PROVIDED DATA —
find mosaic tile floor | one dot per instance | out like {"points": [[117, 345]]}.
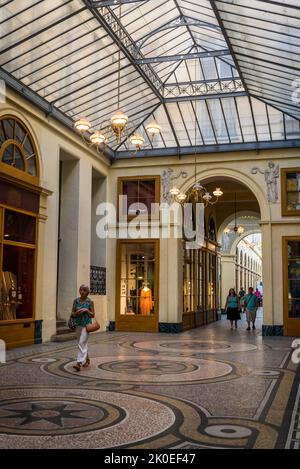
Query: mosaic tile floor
{"points": [[206, 388]]}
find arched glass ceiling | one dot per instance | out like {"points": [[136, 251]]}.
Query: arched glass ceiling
{"points": [[216, 75]]}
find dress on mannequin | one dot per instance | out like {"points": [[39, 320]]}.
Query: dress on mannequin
{"points": [[146, 301]]}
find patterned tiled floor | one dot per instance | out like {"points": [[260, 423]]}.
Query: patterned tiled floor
{"points": [[206, 388]]}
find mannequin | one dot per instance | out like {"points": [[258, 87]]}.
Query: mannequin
{"points": [[145, 301]]}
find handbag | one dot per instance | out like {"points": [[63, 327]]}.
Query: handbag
{"points": [[93, 327], [72, 323]]}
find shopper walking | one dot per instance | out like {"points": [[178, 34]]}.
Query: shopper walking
{"points": [[83, 311], [232, 308], [251, 303], [242, 294]]}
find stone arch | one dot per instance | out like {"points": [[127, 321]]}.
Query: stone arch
{"points": [[240, 238], [19, 116], [207, 175], [231, 217]]}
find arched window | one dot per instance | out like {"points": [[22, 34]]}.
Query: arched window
{"points": [[17, 148], [212, 230]]}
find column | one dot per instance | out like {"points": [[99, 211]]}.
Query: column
{"points": [[228, 276], [74, 233]]}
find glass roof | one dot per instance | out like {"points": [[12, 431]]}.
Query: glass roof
{"points": [[211, 73]]}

EXERCISE — Copy out the data from the line that contains "find stone arch" down to the final line, reproducing every line unchanged.

EXERCISE RESULT —
find stone arch | one dot per instance | out like {"points": [[127, 321]]}.
Query: stone arch
{"points": [[240, 238], [19, 116], [207, 175], [231, 217]]}
find arched window | one dot per instance | out like {"points": [[22, 34]]}.
Query: arched window
{"points": [[17, 148], [212, 230]]}
find column | one dot per instance | out like {"points": [[99, 211]]}.
Query: column
{"points": [[228, 276], [74, 233]]}
find glass roof | one dot per instance | out like {"points": [[12, 431]]}.
Query: glass roof
{"points": [[211, 73]]}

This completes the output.